**Data rows**
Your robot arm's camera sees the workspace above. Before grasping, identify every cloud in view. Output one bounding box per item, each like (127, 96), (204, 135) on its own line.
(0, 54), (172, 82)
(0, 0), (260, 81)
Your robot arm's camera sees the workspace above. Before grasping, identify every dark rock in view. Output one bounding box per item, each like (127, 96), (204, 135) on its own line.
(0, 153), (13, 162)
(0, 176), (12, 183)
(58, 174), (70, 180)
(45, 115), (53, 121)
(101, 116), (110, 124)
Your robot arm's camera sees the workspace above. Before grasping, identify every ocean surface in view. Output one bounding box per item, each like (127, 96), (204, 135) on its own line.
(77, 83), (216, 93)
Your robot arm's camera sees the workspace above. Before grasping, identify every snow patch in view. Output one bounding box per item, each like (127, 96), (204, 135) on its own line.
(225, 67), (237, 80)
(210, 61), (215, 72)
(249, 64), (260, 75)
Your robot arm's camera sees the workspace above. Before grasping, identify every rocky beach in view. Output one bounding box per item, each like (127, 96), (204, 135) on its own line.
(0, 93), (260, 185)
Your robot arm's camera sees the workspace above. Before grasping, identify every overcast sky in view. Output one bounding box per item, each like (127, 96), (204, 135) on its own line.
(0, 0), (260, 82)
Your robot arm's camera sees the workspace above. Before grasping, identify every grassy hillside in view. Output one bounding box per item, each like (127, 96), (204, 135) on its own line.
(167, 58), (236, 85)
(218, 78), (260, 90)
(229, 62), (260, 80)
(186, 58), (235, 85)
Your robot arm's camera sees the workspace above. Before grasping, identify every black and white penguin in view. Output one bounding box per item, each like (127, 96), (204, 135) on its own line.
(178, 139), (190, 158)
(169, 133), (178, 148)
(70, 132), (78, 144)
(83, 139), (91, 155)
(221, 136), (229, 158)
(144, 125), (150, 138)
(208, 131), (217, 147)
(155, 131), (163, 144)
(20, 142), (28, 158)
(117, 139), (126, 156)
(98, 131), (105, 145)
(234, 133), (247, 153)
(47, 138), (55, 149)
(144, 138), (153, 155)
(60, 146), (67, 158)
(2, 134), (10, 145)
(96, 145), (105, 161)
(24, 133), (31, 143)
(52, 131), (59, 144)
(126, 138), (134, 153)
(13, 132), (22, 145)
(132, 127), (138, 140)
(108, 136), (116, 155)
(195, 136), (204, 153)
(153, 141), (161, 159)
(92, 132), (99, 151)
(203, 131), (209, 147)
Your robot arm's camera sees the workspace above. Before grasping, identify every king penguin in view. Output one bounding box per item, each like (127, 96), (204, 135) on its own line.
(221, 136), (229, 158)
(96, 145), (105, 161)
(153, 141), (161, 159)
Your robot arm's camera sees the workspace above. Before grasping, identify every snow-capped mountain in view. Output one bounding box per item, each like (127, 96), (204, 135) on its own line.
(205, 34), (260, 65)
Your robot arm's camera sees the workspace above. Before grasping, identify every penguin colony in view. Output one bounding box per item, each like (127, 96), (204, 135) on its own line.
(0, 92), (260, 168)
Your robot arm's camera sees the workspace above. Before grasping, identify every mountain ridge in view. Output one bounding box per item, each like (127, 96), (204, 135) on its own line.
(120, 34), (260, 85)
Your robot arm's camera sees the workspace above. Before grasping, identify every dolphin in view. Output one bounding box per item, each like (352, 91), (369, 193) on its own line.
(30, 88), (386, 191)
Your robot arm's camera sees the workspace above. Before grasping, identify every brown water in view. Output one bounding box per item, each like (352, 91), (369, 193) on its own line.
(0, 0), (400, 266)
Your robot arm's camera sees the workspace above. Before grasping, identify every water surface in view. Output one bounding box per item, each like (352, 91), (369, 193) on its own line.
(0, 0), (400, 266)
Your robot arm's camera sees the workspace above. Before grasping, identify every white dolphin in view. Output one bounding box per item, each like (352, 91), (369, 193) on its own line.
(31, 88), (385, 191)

**Required task**
Copy all of the material above word for word, line by line, with nothing changed.

**The result**
Your robot arm's camera sees the workspace above. Before grasping, identify every cloud in view. Output one bounding box per item, each like (127, 96), (204, 135) on its own line.
(0, 54), (172, 82)
(0, 0), (260, 81)
Your robot arm's camera sees the workspace above. Before grasping, identify every dark rock in view. Output one bounding box per item, each like (127, 96), (204, 135) on its own line.
(0, 153), (13, 162)
(0, 176), (12, 183)
(58, 174), (70, 180)
(45, 115), (53, 121)
(101, 116), (110, 124)
Your robot arm's camera sees the workspace above. Before grasping, identify every ocean surface in view. Output one bounding box per item, each like (127, 96), (204, 135) on its own line.
(77, 83), (216, 93)
Your robot arm's camera sees the workspace above. Before grasping, identify every snow patch in view. Output one bounding box per item, each like (127, 96), (204, 135) on its own line.
(225, 67), (237, 80)
(210, 61), (215, 72)
(249, 64), (260, 75)
Your robot arm's camera sees the workspace above. Before grasping, identify every rocky beach in view. Output one bounding box per item, each like (127, 96), (204, 135) on its own line.
(0, 93), (260, 185)
Your robot arm's camera sees the workspace above. Before grasping, identify every overcast sky in view. Output one bounding box per item, each like (127, 96), (204, 135) on its own line.
(0, 0), (260, 82)
Your robot arm's camera sees the workspace above. Before grasping, identify every grassy hillside in view. Output one bounding box per item, each like (127, 96), (204, 135) on its own line.
(167, 58), (236, 85)
(218, 78), (260, 90)
(229, 62), (260, 80)
(186, 58), (235, 85)
Your robot arm's camera sees the workspace above. Before grasping, identify every black and white penguin in view. Output one bounding box per item, each like (127, 96), (204, 135) on its own line.
(178, 139), (190, 158)
(169, 133), (178, 148)
(70, 132), (78, 144)
(83, 139), (91, 155)
(221, 136), (229, 158)
(144, 125), (150, 138)
(208, 131), (217, 147)
(155, 131), (163, 144)
(20, 142), (28, 158)
(117, 139), (126, 156)
(98, 131), (105, 145)
(234, 133), (247, 153)
(47, 138), (55, 149)
(144, 138), (153, 155)
(60, 146), (67, 158)
(2, 134), (10, 145)
(96, 145), (105, 161)
(24, 133), (31, 143)
(52, 131), (59, 144)
(126, 138), (134, 153)
(13, 132), (22, 145)
(132, 127), (138, 140)
(108, 136), (116, 155)
(195, 136), (204, 153)
(153, 141), (161, 159)
(92, 132), (99, 151)
(203, 131), (209, 147)
Your robot arm's camera sees the workspace above. Before grasping, identify every king penguin in view. Output one bounding box per item, each like (127, 96), (204, 135) on its own line.
(221, 136), (229, 158)
(96, 145), (105, 161)
(153, 141), (161, 159)
Your robot arm's camera sees the workspace above. Before grasping, identify every snow-capped mountain in view. Output one bounding box per item, each like (127, 96), (204, 135) on its own line.
(205, 34), (260, 65)
Your robot arm's camera sees the workspace above. Before grasping, identify every penguin colony in view. Output one bounding box per item, each like (127, 96), (204, 135) on its own line.
(0, 92), (260, 168)
Your robot arm's camera sees the workspace above. Before grasping, identify every mountain ridge in view. Output one bounding box per item, each like (127, 96), (204, 135) on its own line.
(120, 34), (260, 85)
Your robot arm's camera sees the workspace above. Before grasping, identify every dolphin in view. Output one bounding box per item, each like (352, 91), (369, 193) on its own line.
(30, 88), (386, 191)
Your robot arm's camera sees the workspace above. Before grasping, identify every brown water in view. Output one bounding box per item, each like (352, 91), (369, 193) on its own line.
(0, 0), (400, 266)
Your robot arm's camera sees the workspace above. Before grasping, identify every water surface in view. Output one bounding box per item, each like (352, 91), (369, 193) on its own line.
(0, 0), (400, 266)
Your robot arm's camera sees the workspace above. Before grasping, identify every white dolphin in view. Output one bounding box per item, each like (352, 91), (369, 193) on its own line.
(31, 88), (385, 191)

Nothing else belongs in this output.